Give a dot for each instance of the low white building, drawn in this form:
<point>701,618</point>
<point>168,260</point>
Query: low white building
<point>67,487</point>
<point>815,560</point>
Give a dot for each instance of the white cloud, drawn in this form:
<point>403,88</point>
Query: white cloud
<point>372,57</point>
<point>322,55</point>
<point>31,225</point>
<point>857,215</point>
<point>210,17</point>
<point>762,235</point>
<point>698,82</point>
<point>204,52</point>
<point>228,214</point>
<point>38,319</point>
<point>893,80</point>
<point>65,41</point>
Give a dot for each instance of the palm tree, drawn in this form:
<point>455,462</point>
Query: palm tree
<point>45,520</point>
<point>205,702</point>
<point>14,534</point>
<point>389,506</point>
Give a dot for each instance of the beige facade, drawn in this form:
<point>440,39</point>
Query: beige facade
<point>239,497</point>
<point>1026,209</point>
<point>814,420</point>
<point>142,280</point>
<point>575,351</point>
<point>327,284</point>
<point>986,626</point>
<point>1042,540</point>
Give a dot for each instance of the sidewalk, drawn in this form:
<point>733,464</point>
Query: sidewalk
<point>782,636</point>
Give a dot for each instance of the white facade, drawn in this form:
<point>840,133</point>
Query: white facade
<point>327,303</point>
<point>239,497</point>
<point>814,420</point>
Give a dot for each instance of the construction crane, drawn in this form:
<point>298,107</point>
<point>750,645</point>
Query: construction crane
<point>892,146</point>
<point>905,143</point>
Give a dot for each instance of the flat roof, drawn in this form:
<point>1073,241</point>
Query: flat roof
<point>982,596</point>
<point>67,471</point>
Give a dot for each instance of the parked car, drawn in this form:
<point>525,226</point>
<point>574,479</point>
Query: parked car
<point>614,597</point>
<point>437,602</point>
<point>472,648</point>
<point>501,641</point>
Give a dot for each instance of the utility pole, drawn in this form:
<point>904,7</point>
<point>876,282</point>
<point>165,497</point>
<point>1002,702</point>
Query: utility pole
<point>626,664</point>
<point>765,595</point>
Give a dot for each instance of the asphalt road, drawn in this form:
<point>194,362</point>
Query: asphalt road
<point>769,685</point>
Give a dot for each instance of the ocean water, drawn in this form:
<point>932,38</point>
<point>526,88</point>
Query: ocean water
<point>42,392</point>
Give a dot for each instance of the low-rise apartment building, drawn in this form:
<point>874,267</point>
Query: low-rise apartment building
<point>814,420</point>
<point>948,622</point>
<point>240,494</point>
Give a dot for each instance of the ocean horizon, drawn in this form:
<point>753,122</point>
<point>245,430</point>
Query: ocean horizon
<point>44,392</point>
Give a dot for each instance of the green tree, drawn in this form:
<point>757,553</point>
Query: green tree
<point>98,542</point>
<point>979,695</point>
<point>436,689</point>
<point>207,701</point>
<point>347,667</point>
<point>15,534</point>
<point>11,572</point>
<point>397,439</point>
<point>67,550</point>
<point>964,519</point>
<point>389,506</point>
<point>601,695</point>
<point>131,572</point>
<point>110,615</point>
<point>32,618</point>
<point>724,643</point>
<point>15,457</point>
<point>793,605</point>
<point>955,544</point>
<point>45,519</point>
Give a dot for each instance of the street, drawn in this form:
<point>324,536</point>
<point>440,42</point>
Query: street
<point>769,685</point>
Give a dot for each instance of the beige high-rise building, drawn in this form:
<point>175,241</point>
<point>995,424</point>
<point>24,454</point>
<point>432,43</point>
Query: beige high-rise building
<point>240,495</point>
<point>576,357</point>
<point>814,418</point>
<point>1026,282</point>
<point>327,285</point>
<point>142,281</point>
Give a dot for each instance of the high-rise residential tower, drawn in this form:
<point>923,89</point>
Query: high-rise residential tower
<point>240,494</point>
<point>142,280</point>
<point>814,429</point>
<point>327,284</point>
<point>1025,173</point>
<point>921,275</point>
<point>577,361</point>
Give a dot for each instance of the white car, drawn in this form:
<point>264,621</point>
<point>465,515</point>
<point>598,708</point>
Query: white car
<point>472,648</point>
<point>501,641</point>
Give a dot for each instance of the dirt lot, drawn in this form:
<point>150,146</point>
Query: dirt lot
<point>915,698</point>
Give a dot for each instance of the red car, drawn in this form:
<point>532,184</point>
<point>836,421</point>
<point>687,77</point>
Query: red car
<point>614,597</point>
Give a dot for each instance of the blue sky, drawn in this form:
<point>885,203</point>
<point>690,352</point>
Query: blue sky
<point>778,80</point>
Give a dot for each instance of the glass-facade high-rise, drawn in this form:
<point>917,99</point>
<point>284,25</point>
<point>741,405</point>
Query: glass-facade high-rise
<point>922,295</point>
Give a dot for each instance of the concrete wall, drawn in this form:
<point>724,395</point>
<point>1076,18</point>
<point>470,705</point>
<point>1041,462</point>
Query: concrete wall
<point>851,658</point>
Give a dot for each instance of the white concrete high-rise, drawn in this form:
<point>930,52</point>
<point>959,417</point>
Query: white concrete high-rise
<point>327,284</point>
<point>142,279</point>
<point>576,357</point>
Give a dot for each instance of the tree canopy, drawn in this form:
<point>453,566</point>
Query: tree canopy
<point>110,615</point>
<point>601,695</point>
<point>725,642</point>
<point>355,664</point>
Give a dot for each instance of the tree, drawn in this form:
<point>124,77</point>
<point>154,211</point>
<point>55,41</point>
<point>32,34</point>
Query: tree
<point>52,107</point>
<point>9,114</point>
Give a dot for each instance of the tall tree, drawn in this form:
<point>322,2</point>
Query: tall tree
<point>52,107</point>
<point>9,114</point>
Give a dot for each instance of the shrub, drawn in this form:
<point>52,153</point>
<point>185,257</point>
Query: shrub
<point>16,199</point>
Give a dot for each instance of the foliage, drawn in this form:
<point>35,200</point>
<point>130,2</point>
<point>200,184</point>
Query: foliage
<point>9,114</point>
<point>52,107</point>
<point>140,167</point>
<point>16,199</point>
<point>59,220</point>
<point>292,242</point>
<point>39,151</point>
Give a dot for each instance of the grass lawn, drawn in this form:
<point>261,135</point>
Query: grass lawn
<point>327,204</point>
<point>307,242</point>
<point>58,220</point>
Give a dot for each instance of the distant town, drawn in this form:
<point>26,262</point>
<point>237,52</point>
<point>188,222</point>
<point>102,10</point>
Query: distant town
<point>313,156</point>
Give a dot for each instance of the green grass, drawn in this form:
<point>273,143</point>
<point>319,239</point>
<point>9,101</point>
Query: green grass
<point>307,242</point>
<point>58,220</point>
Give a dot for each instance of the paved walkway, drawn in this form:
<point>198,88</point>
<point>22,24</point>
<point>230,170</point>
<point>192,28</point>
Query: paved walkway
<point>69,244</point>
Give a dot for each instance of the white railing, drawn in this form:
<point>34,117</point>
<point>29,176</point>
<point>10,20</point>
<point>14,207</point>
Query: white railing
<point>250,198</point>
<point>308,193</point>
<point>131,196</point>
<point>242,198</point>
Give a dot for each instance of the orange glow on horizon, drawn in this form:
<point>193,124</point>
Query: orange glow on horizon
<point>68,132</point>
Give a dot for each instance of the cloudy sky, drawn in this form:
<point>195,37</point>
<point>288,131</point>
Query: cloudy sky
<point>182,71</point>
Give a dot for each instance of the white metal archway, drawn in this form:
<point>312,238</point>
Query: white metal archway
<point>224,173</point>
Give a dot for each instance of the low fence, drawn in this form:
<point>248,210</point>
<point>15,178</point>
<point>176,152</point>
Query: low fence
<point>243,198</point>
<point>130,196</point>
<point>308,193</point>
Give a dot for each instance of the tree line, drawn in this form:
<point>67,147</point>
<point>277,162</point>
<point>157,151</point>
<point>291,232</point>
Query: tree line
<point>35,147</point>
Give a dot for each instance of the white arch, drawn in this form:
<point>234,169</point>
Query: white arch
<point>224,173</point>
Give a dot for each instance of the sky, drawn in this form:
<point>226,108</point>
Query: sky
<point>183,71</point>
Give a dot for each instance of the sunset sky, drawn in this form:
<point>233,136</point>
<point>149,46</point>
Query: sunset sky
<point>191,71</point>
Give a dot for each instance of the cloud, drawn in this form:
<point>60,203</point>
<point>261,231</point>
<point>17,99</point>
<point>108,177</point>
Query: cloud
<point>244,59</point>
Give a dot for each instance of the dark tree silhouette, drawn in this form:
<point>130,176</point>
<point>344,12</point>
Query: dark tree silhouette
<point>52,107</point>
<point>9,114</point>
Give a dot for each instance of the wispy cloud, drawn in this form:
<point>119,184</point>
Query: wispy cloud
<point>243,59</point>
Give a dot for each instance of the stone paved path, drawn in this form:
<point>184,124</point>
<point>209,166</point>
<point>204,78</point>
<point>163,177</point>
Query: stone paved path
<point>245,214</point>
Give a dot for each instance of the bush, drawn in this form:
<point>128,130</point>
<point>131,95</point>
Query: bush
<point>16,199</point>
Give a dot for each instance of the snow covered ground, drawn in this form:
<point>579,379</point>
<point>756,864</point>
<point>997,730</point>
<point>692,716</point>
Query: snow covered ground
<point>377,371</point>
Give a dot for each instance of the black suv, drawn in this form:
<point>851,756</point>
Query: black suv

Try it: In the entries above, one line contains "<point>750,645</point>" and another contains "<point>904,7</point>". Reproduce exactly those two lines and the lines between them, nothing else.

Problem solution:
<point>750,645</point>
Query: construction crane
<point>892,146</point>
<point>905,143</point>
Give a dot for each instance of the flat roof, drawn in this form:
<point>1073,241</point>
Query: flat roof
<point>982,596</point>
<point>67,471</point>
Give a dot for each instance of the parked car, drawn in this form:
<point>525,226</point>
<point>574,479</point>
Query: parked car
<point>614,597</point>
<point>437,602</point>
<point>472,648</point>
<point>501,641</point>
Give a dot for each instance of the utility pole, drawn in this form:
<point>904,7</point>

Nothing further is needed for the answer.